◆ Qué debes hacer ◆
Muestra cada línea de los registros que contenga la palabra "clear", respetando las mayúsculas y minúsculas.

◆ Registros del ejercicio ◆
▼▼▼

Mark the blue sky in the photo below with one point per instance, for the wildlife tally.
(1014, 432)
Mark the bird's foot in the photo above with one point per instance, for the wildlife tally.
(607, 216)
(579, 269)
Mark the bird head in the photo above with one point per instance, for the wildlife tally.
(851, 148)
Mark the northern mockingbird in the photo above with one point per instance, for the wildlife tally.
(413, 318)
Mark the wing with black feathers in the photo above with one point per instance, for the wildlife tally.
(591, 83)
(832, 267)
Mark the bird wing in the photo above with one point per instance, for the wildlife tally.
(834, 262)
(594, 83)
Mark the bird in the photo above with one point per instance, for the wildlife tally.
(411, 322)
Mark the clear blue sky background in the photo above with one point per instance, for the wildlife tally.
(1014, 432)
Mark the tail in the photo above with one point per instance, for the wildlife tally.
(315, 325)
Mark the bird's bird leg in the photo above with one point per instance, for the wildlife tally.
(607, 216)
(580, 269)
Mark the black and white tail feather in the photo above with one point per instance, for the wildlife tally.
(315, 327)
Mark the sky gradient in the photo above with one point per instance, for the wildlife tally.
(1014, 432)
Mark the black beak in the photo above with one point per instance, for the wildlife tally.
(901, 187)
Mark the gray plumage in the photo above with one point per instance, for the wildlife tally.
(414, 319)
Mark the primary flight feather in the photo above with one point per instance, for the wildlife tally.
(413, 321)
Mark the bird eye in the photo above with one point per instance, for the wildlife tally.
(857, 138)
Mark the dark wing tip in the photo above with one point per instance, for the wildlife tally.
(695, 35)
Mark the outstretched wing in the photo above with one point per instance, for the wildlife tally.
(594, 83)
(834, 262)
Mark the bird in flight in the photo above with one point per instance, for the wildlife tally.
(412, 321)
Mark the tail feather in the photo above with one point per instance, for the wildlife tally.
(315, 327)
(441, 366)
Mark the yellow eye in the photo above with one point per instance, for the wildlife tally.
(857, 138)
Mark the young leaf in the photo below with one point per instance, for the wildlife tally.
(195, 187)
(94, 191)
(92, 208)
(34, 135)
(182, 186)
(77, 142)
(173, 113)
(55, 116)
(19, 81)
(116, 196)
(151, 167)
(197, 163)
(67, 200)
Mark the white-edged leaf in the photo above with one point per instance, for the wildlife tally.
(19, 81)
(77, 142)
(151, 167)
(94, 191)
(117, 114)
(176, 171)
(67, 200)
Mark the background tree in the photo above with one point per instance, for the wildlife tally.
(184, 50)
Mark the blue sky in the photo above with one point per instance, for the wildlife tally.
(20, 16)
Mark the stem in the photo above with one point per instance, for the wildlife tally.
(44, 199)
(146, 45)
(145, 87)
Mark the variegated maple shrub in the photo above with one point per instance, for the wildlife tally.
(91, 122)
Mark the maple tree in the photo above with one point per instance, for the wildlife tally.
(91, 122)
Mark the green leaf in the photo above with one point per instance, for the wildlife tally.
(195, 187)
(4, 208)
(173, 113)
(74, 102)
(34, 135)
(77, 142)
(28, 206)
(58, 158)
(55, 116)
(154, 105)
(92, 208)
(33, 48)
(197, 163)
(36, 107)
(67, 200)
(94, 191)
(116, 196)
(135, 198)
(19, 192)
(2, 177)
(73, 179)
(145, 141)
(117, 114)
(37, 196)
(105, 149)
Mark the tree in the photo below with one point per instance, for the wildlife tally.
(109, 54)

▲▲▲
▼▼▼

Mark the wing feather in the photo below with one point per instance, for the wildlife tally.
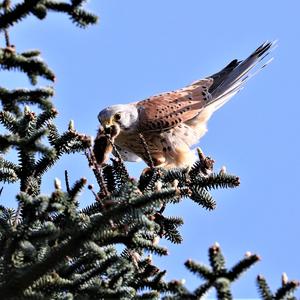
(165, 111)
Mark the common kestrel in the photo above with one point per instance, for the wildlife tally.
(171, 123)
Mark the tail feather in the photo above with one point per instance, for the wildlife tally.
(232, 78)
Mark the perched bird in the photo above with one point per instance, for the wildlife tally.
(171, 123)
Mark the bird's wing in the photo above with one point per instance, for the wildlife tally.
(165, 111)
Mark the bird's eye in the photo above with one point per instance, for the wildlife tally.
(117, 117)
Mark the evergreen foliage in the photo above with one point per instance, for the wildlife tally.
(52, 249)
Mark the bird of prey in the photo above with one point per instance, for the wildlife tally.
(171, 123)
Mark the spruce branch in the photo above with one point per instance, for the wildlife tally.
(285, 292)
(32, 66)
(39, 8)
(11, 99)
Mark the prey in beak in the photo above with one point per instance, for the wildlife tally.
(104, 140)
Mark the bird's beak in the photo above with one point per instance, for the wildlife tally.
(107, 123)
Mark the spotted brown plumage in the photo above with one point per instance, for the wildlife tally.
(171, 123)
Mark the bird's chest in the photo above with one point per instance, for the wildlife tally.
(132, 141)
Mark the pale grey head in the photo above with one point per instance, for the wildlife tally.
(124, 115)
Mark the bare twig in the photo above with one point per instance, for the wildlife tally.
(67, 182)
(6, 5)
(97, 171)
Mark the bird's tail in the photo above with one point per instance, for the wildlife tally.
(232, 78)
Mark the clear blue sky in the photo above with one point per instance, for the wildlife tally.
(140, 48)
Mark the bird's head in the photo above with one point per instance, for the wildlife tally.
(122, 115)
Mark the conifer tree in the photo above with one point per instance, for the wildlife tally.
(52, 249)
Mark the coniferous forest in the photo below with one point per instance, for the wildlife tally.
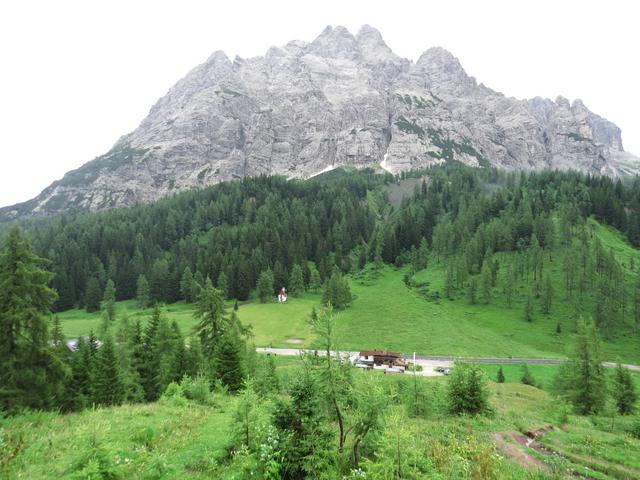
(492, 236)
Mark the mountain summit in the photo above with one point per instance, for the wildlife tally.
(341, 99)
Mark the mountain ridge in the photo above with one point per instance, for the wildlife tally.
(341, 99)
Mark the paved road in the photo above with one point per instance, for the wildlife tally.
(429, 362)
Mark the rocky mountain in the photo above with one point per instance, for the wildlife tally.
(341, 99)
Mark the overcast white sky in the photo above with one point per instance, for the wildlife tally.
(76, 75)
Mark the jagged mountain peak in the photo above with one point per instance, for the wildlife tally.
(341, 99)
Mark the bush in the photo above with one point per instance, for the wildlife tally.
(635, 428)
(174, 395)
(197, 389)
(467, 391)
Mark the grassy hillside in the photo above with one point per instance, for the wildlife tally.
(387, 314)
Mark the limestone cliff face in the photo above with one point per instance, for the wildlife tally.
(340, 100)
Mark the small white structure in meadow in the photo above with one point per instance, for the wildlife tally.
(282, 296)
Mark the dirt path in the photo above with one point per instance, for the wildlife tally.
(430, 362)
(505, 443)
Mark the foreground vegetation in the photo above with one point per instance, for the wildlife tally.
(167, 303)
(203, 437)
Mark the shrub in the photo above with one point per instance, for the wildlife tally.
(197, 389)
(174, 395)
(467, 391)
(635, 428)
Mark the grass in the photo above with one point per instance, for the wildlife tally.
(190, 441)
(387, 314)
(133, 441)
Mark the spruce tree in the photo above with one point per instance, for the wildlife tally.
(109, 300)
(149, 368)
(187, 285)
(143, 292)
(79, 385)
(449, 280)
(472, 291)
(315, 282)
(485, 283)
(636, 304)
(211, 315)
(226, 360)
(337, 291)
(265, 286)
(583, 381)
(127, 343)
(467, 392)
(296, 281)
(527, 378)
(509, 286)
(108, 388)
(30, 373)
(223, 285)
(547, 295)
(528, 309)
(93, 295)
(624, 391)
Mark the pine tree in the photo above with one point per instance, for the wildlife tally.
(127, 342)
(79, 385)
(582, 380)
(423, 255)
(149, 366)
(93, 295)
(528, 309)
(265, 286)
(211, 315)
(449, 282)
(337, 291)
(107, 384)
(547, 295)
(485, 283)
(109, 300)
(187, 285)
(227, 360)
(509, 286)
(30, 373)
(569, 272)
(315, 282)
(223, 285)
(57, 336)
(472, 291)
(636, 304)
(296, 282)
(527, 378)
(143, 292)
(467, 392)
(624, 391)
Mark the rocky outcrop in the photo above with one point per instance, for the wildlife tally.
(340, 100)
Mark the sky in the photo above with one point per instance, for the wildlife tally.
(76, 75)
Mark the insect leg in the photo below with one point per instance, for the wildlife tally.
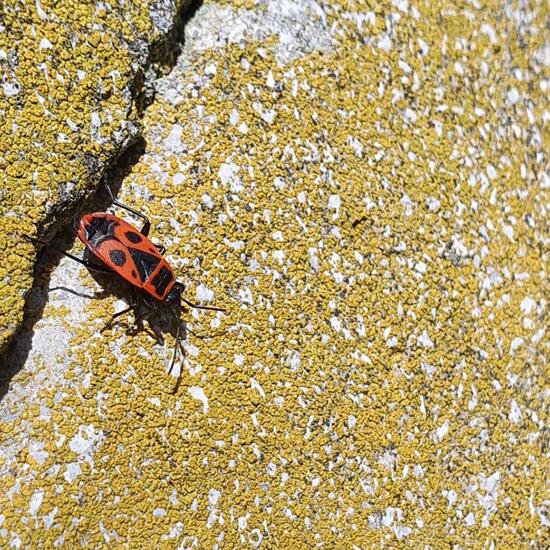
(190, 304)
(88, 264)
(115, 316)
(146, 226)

▲▲▲
▼▼▼

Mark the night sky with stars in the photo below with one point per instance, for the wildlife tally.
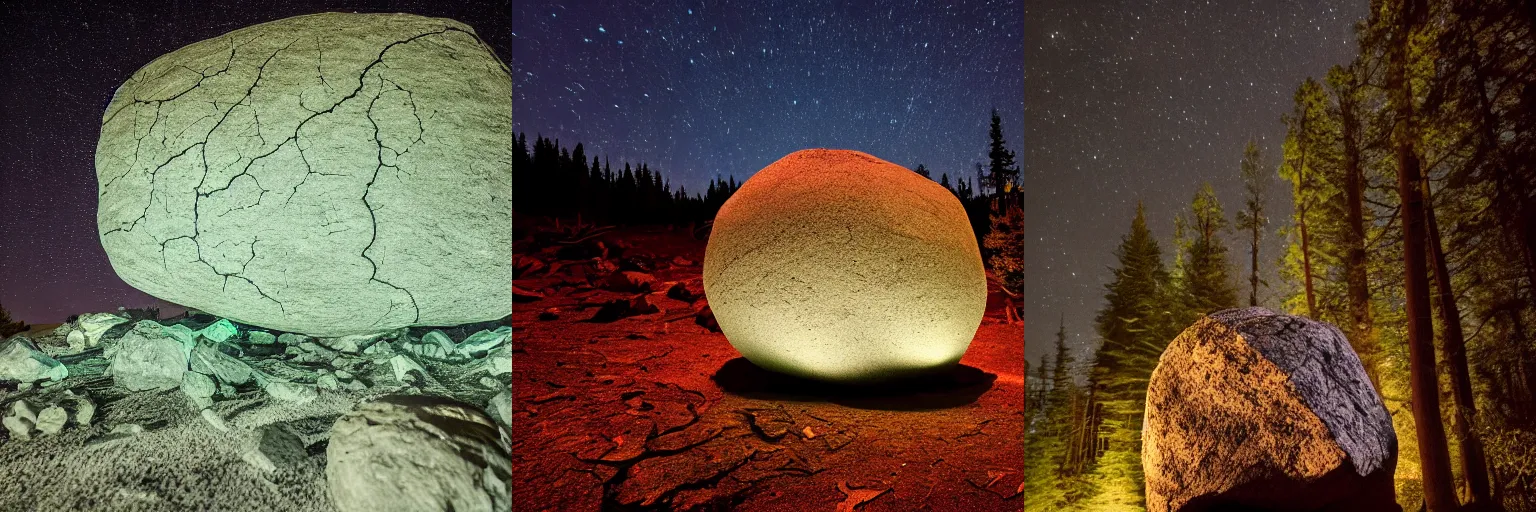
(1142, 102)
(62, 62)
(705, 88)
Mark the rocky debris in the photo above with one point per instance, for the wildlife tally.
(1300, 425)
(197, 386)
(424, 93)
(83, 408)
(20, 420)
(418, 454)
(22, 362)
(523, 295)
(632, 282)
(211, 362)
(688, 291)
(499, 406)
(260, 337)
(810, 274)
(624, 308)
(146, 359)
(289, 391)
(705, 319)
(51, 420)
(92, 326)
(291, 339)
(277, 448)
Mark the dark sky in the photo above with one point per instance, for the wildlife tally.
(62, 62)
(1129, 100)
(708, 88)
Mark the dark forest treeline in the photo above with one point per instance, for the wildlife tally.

▲▲▲

◆ Respuesta del ejercicio ◆
Mark the clear blue sky background in the photo above with one point per instance, for the wildlife tally.
Mark the clear blue sky in the photo above with one point per instance, for the wildlife tally.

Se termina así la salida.